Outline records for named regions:
= = =

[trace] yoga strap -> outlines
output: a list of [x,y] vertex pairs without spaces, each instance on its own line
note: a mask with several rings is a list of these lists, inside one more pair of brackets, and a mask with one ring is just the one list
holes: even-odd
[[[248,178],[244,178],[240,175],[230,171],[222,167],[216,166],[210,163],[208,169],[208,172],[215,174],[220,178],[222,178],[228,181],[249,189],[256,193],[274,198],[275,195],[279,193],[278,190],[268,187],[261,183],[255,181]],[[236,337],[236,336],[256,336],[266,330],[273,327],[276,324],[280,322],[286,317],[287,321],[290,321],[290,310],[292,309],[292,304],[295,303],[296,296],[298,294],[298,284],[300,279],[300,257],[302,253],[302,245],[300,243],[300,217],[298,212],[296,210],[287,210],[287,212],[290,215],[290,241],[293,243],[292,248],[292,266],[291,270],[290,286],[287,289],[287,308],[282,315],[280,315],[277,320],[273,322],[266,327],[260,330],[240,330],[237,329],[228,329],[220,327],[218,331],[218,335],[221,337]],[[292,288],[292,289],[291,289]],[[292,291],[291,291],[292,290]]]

= = =

Copy the stretch from the start of the items through the line containing "holes: even-odd" without changing anything.

CORRECT RESULT:
[trace] yoga strap -> outlines
output: a list of [x,y] vertex pairs without spaces, each instance on its own line
note: a mask with several rings is a list of these lists, inside one more pair of brackets, and a mask with one ring is just the one list
holes: even-odd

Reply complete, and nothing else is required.